═════ INPUT RECORDS ═════

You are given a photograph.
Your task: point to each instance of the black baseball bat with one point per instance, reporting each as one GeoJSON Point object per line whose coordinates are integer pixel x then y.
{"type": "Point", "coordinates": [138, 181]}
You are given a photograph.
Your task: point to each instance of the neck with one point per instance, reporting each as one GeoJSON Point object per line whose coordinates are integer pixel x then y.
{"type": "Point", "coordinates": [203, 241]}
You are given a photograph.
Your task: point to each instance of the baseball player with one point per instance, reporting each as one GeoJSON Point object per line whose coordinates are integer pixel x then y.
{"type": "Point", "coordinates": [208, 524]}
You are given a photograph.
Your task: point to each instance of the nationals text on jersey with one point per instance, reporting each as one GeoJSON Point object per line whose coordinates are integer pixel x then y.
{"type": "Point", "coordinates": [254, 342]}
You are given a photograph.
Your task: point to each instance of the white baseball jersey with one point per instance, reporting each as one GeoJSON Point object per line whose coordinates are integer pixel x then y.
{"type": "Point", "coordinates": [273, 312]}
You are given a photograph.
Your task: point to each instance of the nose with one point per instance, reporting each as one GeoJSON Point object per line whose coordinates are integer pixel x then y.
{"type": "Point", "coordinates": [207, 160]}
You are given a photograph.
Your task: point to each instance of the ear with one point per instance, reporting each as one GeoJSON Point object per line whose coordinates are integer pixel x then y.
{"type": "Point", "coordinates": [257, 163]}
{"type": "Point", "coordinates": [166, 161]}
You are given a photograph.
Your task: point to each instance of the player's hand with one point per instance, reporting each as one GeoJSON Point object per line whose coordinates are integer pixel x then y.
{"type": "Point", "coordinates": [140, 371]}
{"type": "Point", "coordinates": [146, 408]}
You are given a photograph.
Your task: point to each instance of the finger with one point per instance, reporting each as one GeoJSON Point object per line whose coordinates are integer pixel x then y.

═════
═════ INPUT RECORDS ═════

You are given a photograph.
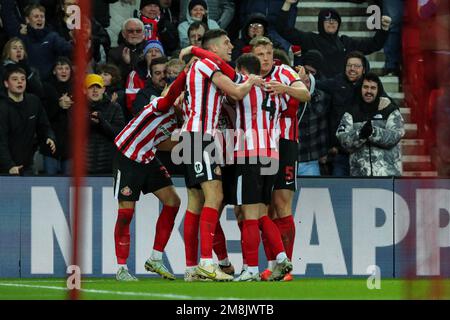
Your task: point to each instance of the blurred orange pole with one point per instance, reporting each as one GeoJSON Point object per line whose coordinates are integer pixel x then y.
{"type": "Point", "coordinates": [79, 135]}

═════

▸ **AIM OF THE TASK**
Please extract every line in the data above that contains the string "player", matching case exactly.

▸ **REPLY**
Your task: point to each instance of the baseball player with one point per instance, reporting each as one GeoJSON Point object per line whose coordinates are integer pixel x then y.
Your task: point to each instance of the player's hand with one point per instance, reporting each as one GeoJSON Point object per line whose coordinates are integer pixel x then y.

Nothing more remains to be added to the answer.